Assignment | Scan the listing for the word "wall" and give the number of lines where it appears, with no other text.

Input records |

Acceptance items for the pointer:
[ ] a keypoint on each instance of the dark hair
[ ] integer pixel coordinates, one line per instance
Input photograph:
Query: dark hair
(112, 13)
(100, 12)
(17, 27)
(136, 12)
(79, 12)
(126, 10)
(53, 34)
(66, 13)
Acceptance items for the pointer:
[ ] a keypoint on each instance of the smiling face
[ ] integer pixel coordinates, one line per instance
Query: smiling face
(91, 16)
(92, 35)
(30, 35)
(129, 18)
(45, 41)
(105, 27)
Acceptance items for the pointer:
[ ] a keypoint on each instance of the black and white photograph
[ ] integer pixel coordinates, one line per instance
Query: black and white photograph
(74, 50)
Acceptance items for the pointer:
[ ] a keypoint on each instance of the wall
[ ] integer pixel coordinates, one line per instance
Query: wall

--

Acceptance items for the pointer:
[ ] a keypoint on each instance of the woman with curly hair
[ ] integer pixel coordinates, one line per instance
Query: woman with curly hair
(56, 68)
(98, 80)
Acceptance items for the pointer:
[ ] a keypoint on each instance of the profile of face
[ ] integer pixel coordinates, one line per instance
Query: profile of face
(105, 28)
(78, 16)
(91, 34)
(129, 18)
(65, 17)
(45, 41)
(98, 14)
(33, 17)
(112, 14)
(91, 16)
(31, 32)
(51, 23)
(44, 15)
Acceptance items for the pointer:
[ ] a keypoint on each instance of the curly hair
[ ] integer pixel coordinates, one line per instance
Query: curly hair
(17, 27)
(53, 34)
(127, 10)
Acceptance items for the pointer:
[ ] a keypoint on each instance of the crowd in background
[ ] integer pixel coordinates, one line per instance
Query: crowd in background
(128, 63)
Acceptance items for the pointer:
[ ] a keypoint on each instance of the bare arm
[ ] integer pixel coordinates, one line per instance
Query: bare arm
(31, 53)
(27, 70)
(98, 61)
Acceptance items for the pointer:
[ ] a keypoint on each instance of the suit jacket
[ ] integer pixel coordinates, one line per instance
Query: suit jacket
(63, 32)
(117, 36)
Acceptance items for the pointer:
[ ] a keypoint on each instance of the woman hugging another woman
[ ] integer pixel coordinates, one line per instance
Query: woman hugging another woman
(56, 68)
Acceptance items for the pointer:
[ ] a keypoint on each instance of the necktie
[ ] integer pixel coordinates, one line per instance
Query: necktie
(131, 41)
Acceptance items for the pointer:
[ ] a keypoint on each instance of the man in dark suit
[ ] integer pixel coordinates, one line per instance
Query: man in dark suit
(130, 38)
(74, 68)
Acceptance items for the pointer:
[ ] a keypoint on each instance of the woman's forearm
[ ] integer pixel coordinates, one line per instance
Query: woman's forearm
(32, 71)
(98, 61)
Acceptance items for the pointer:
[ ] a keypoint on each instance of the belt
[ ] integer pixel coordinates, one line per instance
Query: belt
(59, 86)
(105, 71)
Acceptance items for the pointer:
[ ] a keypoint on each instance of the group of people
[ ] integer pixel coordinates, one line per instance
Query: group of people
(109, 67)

Worked solution | 2